From the rows below, keep only the lines that contain the string "road", and copy each one out. Case counts when matching.

--- START RECORDS SUPPLIED ---

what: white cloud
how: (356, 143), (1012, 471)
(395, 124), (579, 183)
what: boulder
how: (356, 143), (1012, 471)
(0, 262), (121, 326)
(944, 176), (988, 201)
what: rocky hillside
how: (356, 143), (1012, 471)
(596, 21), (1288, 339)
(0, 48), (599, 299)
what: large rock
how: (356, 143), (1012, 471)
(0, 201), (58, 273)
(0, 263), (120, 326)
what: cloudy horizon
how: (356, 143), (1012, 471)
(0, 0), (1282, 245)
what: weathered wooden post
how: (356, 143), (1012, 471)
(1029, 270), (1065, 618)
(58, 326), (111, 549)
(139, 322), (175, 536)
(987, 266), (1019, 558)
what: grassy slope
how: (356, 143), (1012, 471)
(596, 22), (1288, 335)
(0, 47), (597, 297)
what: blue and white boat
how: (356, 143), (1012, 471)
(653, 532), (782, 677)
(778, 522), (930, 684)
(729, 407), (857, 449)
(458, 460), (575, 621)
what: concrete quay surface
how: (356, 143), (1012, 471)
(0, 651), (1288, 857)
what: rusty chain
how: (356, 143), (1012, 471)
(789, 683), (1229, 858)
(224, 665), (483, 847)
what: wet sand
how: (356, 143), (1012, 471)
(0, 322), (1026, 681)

--- END RECORDS SUPPLIED ---
--- START RECORDS SUPPLIED ---

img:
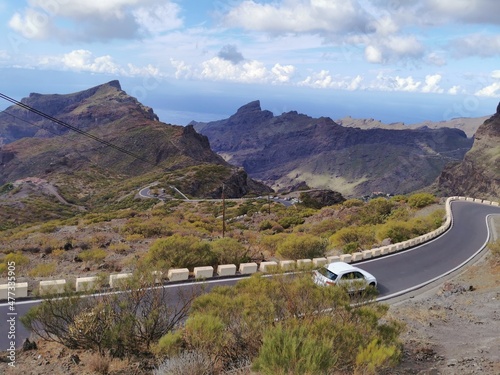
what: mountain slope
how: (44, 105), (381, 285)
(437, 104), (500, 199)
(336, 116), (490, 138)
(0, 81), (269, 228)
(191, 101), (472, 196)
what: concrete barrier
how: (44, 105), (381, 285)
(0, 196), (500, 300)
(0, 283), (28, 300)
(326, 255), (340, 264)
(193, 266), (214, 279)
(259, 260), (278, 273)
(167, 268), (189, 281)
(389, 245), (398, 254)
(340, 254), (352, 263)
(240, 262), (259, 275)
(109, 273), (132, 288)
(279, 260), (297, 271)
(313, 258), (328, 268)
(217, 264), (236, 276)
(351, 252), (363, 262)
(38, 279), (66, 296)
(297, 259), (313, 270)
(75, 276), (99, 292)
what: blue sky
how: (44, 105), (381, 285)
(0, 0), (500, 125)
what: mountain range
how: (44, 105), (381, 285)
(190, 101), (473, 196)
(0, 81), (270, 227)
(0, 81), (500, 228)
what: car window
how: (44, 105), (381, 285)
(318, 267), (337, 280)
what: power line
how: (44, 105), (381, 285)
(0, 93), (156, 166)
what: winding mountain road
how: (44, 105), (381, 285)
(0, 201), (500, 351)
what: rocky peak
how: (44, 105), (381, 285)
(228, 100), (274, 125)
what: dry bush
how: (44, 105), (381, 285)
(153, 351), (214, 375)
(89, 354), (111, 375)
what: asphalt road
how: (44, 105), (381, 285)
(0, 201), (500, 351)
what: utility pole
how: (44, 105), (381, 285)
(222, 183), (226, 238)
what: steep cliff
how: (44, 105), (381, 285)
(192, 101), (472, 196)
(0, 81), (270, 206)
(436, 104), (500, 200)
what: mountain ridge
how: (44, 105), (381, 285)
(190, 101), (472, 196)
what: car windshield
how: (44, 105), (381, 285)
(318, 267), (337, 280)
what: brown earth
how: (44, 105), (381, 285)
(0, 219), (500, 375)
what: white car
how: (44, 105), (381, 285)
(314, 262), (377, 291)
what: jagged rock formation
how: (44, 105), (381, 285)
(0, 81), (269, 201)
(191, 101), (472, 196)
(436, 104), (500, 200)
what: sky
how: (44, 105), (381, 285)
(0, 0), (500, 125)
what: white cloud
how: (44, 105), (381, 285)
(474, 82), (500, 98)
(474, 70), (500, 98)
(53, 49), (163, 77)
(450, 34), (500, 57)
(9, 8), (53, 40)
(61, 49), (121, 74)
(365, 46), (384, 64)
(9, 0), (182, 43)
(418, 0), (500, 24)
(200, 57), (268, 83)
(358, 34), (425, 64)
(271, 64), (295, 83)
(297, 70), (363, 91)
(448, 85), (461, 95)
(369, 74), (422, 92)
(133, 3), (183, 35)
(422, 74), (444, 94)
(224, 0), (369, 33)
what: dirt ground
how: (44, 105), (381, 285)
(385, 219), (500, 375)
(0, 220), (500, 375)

--- END RECORDS SUPPLIED ---

=== EXERCISE ANSWER ===
what: winding mountain road
what: asphalt road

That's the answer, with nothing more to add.